**Records for this exercise:**
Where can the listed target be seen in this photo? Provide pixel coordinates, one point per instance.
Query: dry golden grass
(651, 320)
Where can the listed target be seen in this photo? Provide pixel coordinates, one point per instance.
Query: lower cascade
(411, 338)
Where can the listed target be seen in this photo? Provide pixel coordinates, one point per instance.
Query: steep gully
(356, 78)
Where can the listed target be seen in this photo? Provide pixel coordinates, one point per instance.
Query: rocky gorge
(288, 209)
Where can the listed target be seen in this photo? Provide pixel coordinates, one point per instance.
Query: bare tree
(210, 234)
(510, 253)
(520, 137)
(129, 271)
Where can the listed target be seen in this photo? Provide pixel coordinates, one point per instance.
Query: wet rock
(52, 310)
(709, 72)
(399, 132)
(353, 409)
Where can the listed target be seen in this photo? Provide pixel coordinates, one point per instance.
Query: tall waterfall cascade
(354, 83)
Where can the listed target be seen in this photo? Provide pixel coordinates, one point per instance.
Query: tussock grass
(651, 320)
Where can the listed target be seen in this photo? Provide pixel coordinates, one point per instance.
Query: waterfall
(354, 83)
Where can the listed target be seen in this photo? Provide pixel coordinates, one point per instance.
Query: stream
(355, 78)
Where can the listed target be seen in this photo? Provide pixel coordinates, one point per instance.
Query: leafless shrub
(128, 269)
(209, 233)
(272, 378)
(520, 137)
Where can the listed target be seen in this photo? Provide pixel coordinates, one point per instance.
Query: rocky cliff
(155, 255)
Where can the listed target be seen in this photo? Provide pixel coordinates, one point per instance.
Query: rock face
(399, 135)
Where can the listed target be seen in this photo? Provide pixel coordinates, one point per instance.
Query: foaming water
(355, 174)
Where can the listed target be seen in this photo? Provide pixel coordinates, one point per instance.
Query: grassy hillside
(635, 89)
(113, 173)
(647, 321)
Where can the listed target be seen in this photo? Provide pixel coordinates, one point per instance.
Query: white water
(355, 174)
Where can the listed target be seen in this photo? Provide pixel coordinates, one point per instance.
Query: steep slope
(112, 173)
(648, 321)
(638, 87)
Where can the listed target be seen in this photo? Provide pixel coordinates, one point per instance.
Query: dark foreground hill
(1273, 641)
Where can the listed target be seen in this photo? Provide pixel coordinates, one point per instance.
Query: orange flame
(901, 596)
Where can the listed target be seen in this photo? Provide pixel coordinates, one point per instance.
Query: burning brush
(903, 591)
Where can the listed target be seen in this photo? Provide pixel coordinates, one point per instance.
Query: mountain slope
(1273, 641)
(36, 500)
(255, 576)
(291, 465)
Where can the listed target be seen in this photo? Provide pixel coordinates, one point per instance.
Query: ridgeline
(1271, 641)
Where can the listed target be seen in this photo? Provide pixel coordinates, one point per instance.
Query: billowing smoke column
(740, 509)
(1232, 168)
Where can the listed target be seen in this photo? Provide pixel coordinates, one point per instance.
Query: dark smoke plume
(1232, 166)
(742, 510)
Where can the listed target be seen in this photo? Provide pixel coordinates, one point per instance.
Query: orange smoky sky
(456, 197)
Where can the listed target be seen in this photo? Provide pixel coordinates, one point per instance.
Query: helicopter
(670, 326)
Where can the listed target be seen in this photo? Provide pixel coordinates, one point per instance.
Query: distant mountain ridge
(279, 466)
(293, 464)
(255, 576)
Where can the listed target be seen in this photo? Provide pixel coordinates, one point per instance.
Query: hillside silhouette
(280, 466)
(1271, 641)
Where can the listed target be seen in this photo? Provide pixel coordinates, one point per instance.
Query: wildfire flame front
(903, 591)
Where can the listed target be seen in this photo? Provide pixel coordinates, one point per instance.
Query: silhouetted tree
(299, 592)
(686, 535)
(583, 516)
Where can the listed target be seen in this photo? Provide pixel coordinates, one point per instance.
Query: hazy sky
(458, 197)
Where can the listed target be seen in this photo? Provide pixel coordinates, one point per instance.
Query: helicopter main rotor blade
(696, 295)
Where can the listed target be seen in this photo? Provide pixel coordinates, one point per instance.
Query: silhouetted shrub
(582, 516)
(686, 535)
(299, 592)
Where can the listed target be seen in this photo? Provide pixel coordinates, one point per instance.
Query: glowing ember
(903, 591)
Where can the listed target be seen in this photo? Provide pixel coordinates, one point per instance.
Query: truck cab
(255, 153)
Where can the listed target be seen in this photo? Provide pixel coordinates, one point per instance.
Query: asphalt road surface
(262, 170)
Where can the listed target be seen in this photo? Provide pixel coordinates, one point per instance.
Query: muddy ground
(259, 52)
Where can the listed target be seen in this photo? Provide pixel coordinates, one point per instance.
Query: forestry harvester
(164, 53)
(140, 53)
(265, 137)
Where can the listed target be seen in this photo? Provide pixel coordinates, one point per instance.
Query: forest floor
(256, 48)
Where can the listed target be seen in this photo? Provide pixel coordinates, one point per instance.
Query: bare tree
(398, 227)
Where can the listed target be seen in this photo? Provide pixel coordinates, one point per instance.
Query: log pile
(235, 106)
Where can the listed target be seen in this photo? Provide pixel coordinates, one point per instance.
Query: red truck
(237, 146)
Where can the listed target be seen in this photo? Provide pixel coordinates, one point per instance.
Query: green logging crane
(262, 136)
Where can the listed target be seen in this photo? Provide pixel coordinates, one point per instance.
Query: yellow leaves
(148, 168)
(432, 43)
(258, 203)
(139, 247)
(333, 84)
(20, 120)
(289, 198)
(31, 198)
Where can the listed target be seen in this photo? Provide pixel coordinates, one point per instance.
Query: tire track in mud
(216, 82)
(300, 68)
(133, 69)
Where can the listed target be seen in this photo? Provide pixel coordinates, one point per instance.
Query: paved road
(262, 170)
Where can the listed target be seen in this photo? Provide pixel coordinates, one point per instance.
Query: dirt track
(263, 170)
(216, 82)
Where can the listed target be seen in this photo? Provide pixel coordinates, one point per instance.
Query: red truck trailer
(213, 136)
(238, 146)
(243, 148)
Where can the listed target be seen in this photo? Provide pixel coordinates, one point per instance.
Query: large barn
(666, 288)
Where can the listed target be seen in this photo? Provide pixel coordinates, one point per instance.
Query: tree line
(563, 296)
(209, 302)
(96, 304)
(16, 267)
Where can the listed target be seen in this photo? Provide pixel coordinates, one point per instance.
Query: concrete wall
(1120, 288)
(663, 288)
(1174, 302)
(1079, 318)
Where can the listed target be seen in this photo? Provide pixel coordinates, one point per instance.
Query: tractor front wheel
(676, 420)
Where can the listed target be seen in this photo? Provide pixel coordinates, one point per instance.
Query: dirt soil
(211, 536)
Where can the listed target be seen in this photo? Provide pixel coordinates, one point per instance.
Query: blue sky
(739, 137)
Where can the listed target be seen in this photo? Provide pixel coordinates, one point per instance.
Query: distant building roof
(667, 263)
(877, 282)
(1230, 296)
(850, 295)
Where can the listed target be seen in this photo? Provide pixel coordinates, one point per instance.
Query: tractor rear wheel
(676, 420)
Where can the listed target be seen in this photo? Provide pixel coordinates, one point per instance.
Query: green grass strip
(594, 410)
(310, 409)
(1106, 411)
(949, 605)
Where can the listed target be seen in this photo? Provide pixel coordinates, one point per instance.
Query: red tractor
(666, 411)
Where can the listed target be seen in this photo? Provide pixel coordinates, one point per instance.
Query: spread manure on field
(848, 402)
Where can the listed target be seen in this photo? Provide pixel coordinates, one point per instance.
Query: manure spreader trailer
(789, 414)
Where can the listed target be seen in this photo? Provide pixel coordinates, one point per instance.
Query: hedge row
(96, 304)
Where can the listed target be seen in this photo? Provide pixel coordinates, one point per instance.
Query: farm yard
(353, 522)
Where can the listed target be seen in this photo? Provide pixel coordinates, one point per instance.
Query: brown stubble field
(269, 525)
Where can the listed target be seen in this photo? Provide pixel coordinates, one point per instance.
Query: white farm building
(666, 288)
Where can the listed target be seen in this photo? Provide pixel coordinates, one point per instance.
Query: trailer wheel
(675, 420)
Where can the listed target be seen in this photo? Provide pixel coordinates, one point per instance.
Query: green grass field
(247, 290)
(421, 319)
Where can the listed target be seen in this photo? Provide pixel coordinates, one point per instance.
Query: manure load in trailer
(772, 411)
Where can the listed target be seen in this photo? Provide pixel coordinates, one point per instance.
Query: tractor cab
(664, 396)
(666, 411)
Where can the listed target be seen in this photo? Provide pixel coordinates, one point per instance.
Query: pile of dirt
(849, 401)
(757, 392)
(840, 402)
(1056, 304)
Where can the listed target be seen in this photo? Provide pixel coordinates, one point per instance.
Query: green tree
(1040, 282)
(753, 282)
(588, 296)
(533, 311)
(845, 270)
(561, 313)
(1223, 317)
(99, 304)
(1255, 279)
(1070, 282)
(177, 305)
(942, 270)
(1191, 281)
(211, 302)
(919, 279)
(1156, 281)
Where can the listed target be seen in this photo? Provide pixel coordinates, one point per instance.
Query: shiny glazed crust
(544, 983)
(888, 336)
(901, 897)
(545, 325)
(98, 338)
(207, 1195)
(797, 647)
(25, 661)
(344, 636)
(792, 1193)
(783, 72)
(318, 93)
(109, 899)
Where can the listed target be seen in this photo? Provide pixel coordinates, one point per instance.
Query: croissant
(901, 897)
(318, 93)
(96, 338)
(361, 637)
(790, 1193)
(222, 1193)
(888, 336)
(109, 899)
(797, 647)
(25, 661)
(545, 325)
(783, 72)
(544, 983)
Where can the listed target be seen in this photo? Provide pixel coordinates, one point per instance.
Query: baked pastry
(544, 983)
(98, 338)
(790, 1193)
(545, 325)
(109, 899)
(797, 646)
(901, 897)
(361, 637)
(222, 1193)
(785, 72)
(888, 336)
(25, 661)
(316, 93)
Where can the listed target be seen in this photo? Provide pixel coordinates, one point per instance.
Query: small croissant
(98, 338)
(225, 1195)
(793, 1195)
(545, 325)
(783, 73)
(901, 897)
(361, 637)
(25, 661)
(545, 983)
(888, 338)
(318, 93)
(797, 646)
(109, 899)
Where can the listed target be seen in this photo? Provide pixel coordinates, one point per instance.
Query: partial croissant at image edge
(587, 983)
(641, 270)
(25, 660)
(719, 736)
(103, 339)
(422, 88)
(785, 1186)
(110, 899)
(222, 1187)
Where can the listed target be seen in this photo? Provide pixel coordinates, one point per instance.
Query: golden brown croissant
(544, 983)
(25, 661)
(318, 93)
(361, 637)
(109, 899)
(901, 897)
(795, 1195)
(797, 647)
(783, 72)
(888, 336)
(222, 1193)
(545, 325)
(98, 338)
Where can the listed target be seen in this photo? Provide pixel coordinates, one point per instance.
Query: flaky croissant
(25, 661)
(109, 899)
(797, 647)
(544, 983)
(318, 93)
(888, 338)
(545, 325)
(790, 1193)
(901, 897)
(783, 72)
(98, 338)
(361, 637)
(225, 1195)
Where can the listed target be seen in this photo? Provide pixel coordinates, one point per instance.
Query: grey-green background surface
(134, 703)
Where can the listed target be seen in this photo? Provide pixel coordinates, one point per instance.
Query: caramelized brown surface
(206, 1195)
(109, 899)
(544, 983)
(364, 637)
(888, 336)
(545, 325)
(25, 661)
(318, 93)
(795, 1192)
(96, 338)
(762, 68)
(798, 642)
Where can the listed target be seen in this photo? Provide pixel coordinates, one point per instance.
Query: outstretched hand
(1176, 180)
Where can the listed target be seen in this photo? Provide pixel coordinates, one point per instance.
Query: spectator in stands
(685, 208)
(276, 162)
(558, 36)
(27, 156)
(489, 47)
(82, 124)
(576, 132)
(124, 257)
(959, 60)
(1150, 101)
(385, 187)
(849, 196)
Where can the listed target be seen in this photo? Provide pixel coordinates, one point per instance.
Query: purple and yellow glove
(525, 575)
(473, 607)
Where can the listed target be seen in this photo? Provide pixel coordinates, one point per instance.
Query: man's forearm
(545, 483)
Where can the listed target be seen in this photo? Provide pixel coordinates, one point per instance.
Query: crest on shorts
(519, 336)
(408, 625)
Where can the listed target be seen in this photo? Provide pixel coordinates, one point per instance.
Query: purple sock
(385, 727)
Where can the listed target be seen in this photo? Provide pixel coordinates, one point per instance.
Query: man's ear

**Given instruction:**
Write out every line of the records that contains the string "waterfall", matching uppercase and lowercase exactly.

**Solved exercise:**
Query: tall waterfall cascade
Query: waterfall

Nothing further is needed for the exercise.